Write out the lines from the line containing "Query: window" through the final line of the listing below, exactly, omitting every other line.

**** Listed entries ****

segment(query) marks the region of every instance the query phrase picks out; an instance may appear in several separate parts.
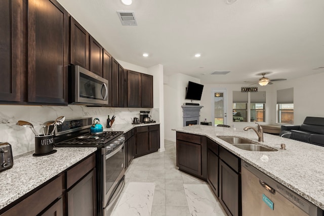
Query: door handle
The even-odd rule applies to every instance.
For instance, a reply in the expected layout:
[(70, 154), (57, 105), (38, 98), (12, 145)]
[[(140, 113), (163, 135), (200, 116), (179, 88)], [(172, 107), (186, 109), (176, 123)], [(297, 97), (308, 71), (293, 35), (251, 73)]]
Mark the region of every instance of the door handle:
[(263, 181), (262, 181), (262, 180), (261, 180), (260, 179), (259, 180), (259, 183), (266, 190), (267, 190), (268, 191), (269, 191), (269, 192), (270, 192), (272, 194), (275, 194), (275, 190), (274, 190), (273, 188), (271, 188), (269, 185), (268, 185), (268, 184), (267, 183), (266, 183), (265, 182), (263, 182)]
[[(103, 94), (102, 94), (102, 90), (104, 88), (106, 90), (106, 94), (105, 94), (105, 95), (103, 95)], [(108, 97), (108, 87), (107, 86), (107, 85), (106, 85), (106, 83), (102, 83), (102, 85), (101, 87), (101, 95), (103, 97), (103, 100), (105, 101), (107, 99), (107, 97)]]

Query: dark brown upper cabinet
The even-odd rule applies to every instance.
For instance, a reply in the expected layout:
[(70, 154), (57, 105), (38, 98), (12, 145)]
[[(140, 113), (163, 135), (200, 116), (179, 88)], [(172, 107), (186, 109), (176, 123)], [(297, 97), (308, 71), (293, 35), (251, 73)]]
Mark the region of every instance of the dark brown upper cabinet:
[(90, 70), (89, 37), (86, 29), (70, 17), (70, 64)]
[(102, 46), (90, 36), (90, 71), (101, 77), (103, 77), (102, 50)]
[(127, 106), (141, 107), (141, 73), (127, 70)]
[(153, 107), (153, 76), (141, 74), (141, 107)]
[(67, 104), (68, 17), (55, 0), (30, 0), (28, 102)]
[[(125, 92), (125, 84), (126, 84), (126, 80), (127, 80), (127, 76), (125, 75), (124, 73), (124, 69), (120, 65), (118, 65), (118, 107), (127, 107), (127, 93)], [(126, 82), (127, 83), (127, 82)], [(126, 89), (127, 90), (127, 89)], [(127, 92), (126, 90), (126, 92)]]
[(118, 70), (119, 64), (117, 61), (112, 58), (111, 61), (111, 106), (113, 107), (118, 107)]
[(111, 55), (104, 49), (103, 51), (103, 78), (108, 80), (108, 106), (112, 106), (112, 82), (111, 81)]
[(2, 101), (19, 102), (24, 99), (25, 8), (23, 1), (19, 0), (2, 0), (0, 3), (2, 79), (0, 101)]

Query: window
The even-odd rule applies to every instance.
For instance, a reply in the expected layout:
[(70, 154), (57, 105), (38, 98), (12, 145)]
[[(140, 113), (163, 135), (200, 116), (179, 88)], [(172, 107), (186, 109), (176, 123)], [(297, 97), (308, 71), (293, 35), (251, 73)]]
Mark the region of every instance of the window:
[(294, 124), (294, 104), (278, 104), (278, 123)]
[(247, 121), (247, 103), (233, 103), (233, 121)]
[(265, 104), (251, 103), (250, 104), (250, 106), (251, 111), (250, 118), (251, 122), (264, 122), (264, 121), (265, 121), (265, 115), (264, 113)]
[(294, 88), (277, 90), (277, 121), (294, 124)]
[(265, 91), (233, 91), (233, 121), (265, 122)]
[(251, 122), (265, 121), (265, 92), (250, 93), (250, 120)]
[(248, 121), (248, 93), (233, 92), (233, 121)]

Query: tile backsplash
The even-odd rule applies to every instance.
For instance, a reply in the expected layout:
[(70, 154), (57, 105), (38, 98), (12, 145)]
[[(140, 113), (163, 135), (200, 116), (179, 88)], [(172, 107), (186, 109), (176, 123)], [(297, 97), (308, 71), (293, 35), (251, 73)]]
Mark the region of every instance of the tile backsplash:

****

### Answer for the task
Query: window
The even-odd rule applies to every instance.
For instance, a reply in the expected layout:
[(70, 154), (57, 105), (38, 98), (12, 145)]
[[(140, 113), (163, 135), (200, 116), (179, 88)], [(172, 107), (186, 109), (176, 123)], [(297, 97), (308, 71), (293, 35), (251, 73)]]
Mark the region of every instance of the window:
[(294, 124), (294, 104), (278, 104), (278, 123)]
[(247, 121), (247, 103), (233, 103), (233, 121)]
[(265, 104), (251, 103), (250, 104), (250, 106), (251, 111), (250, 118), (251, 122), (264, 122), (264, 121), (265, 121), (265, 115), (264, 113)]
[(294, 88), (277, 90), (277, 121), (294, 124)]
[(265, 91), (233, 91), (233, 121), (265, 122)]
[(251, 122), (265, 121), (265, 92), (250, 93), (250, 120)]
[(248, 121), (248, 93), (233, 92), (233, 121)]

Query: tile backsplash
The even-odd rule applies to every instance.
For instance, a reply in the expected layout:
[(70, 154), (57, 105), (38, 98), (12, 145)]
[[(140, 113), (163, 135), (200, 116), (179, 88)], [(172, 107), (186, 109), (176, 123)], [(297, 97), (308, 71), (293, 35), (251, 73)]]
Mark the region of every instance of the tile backsplash:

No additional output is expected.